[PROVIDED INFORMATION]:
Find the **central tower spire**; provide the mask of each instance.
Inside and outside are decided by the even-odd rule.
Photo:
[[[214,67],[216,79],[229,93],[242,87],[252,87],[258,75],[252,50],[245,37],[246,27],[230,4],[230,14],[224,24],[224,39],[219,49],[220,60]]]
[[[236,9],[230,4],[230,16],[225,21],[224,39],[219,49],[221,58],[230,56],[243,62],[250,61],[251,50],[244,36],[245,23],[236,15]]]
---
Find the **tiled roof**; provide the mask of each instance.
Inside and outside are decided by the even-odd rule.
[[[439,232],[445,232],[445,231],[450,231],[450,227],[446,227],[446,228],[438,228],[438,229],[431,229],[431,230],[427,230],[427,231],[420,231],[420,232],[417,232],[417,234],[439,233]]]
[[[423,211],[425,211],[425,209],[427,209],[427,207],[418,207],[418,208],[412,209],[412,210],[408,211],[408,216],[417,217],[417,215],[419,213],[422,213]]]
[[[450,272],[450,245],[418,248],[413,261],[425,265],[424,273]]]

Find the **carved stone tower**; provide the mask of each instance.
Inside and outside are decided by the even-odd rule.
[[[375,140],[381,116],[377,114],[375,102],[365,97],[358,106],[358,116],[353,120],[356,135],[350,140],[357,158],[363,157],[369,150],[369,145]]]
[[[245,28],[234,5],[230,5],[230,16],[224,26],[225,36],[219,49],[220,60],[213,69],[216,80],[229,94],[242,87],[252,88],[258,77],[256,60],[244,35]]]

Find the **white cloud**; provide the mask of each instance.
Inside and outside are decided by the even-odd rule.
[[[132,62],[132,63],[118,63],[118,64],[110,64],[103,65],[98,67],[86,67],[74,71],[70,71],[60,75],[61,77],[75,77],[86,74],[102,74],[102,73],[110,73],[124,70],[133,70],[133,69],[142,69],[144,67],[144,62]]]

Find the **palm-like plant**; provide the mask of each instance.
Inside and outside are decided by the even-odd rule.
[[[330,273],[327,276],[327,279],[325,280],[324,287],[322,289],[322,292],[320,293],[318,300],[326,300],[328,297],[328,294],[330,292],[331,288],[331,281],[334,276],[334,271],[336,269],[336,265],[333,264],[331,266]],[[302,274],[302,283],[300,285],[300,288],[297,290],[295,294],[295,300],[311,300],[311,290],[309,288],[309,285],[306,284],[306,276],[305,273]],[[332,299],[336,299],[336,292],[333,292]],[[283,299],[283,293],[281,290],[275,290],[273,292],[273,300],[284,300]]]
* * *
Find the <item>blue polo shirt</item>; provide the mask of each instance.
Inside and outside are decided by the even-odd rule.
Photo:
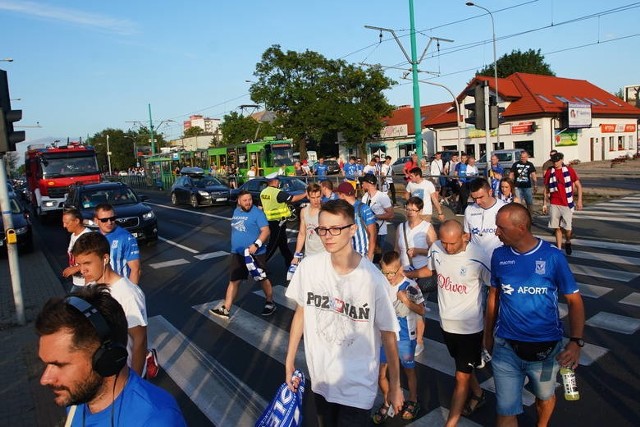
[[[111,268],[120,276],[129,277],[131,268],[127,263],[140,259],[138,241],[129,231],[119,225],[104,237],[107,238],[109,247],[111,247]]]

[WHAT IS BEING ASKED]: Across the material above, how many lines include the string "tower"? Only the number is wanted.

[EXERCISE RESULT]: 2